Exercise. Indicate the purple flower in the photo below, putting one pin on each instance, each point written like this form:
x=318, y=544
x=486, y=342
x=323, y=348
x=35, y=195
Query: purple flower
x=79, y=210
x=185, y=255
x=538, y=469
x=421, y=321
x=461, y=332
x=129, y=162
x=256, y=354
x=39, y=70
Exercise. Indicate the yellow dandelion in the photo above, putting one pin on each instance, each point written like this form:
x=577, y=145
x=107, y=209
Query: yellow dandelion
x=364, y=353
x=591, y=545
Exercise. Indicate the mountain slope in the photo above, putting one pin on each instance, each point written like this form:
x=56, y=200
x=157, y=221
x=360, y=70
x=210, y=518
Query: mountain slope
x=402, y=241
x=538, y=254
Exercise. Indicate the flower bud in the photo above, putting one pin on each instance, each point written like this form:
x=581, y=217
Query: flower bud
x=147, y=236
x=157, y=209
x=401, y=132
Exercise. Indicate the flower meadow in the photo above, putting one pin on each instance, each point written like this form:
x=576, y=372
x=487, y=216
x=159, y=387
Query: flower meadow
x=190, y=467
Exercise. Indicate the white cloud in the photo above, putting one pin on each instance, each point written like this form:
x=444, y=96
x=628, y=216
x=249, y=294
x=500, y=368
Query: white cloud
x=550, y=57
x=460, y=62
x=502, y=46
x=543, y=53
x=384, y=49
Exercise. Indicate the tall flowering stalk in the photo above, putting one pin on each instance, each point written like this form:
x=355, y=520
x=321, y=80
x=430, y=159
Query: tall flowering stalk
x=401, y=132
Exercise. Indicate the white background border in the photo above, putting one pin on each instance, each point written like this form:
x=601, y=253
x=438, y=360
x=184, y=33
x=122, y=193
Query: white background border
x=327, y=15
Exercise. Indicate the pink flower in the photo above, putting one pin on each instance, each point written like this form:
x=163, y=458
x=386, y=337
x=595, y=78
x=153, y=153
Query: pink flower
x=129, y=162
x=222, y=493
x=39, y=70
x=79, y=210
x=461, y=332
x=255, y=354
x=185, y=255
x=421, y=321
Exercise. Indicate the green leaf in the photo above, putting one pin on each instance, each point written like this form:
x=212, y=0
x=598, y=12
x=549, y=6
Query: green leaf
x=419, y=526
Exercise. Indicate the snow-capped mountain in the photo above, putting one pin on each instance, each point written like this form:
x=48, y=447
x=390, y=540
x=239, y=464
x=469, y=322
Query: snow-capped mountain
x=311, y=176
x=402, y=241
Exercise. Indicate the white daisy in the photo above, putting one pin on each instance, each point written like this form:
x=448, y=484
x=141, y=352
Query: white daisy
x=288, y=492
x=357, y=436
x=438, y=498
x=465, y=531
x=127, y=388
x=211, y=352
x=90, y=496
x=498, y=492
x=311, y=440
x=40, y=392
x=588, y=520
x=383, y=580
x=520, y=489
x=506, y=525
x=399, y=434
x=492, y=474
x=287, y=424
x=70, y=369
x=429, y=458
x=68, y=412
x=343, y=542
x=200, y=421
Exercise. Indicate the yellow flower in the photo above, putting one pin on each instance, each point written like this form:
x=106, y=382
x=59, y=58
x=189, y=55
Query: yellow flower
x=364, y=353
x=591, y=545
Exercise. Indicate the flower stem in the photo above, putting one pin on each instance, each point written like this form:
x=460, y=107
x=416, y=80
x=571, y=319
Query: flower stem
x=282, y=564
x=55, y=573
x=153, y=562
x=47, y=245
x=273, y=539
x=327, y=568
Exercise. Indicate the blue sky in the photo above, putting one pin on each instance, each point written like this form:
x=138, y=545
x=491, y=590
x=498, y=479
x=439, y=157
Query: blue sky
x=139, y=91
* * * * * * * * *
__Exercise goal__
Reproduce every one of the records above word for word, keeping each line in its original order.

__Written response__
Exercise. Indicate the purple flower in the photo below, putting one pin on each instance, each point written like this form:
x=318, y=544
x=486, y=342
x=323, y=348
x=35, y=195
Query: purple flower
x=79, y=210
x=185, y=255
x=538, y=469
x=421, y=321
x=461, y=332
x=129, y=162
x=256, y=354
x=39, y=70
Exercise. Indicate the yellow dandelion in the photo above, putting one pin on each instance, each point written like this form:
x=577, y=145
x=107, y=209
Query: yellow dandelion
x=364, y=353
x=591, y=545
Exercise. Indicate the mountain slope in the photo above, putting one pin on each instance, each point written like this form:
x=56, y=200
x=157, y=221
x=360, y=70
x=210, y=518
Query: mountain slope
x=402, y=241
x=538, y=254
Exercise. Indicate the flower bud in the photo above, putting one pin on each instance, each point written like this form:
x=581, y=217
Query: flower bud
x=147, y=236
x=157, y=209
x=401, y=132
Exercise. Indicate the flower meadow in the photo above, putting one pin on each instance, each point written like this form:
x=576, y=372
x=487, y=216
x=159, y=387
Query: flower meadow
x=190, y=467
Exercise. Indicate the white cloud in the photo above, putting one pin on each instance, each point written like this form:
x=444, y=96
x=628, y=216
x=249, y=294
x=500, y=368
Query: white cloud
x=550, y=57
x=460, y=62
x=502, y=46
x=543, y=53
x=384, y=49
Exercise. Indicate the tall flowering stalk in the photo above, putting one pin on each instance, each point written like this form:
x=355, y=520
x=321, y=80
x=430, y=159
Query: tall flowering stalk
x=401, y=132
Exercise. Indicate the white background border in the photo above, putting one pin on each instance, each point written like this form:
x=601, y=253
x=438, y=360
x=184, y=33
x=122, y=193
Query: white background border
x=327, y=15
Exercise. Indicate the pink flower in the photo above, putting one pin on each instance, each point written like this form:
x=163, y=458
x=386, y=337
x=595, y=78
x=153, y=153
Query: pink flower
x=129, y=162
x=222, y=493
x=39, y=70
x=79, y=210
x=461, y=332
x=255, y=354
x=185, y=255
x=421, y=321
Exercise. Indicate the green leaf in the photo above, putting one pin on each instance, each point written like this form:
x=212, y=0
x=598, y=12
x=549, y=6
Query: green leaf
x=419, y=526
Exercise. Indicate the snow-capped mountain in the photo above, putting one pin on each instance, each point written like this form:
x=48, y=447
x=390, y=540
x=239, y=464
x=469, y=322
Query: snow-capped mountain
x=311, y=176
x=402, y=241
Exercise. Indicate the white daisy in the photo above, putting one pin on each instance, each point written like this form:
x=448, y=484
x=141, y=352
Query: white daisy
x=288, y=492
x=357, y=436
x=438, y=498
x=465, y=531
x=127, y=388
x=211, y=352
x=90, y=496
x=498, y=492
x=311, y=440
x=40, y=392
x=588, y=520
x=383, y=580
x=520, y=489
x=506, y=525
x=399, y=434
x=492, y=474
x=287, y=424
x=70, y=369
x=429, y=458
x=68, y=412
x=343, y=542
x=200, y=421
Exercise. Indicate the yellow flower in the photo above, putting one pin on each instance, each point written like this form:
x=106, y=382
x=59, y=58
x=189, y=55
Query: yellow flower
x=364, y=353
x=591, y=545
Exercise. Indicate the flower stem in the photo above, putting one pin on each instance, each point written like this form:
x=460, y=107
x=416, y=80
x=571, y=319
Query: flower stem
x=282, y=564
x=55, y=573
x=153, y=562
x=47, y=245
x=273, y=539
x=327, y=568
Exercise. Indicate the blue sky in the photo above, putting one pin on each instance, each point written like this form:
x=138, y=545
x=491, y=590
x=498, y=479
x=439, y=157
Query: blue sky
x=139, y=91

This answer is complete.